▸ **ASSIGNMENT 1**
Could you copy the breast cancer account word for word, everything from "I had the colour" down to "I needed to)"?
▸ **ASSIGNMENT 2**
What comes next in the breast cancer account? Write the text that follows its last sentence.

▸ **GIVEN TEXT**
[Start of Attachment]

Well, December 2013 started with a shock - me? breast cancer?!!!
And that was the start of my huge emotional rollercoaster ride. My life and my health was now being controlled by others, so the first thing I had to do was 'let go' - that was lesson one! The following lessons were - to trust in myself and listen to my body, tap into my own healing power and knowledge, to not listen to others' horror stories and negativity. I surrounded myself with positive people and thoughts - where possible.
I had the colour yellow as my support colour (yellow flowers in the house, a yellow piece of material in my bag) all reminding me of sunshine. For my surgery, I envisaged its success and my fast healing, in my chemo I envisaged the syringes emptying healing liquid sunshine into my system, the radiotherapy was the warm sun.
My partner of only 18 months helped me put together a playlist of music that I loved to dance/ listen to. Every day I repeated positive mantras 'Everyday I get better and better' etc.
I ate healthily, took about 10 days off work in total during the treatments. I was lucky to have a good support network around me (and I learnt to ask when I needed to)

[End of Attachment]

▸ **DATASET SECTION**
[Start of Attachment]

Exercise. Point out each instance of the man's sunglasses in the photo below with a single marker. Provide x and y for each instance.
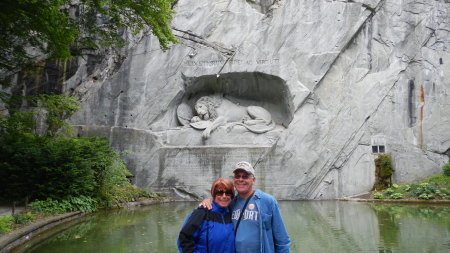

[End of Attachment]

▸ **ANSWER 1**
I had the colour yellow as my support colour (yellow flowers in the house, a yellow piece of material in my bag) all reminding me of sunshine. For my surgery, I envisaged its success and my fast healing, in my chemo I envisaged the syringes emptying healing liquid sunshine into my system, the radiotherapy was the warm sun.
My partner of only 18 months helped me put together a playlist of music that I loved to dance/ listen to. Every day I repeated positive mantras 'Everyday I get better and better' etc.
I ate healthily, took about 10 days off work in total during the treatments. I was lucky to have a good support network around me (and I learnt to ask when I needed to)

▸ **ANSWER 2**
I believe that the main healing points were my own self belief, homeopathy, hypnotherapy, Rieki etc, alongside traditional medicine, positive people/words. and of course my partner, who is now my husband
Obviously it wasn't always easy, at times my confidence was knocked, my femininity was shoved out of the window and my newish relationship was challenged. But, you know what? I am glad that I went through it all.
One of the most amazing things was that I hadn't had a sense of smell for 15 years, I couldn't breathe through my nose, yet three days after my first chemo session it all came back! I smelt roast dinner and cut grass for the first time in years!
I had been a cygnet and I came out the other side, a Swan.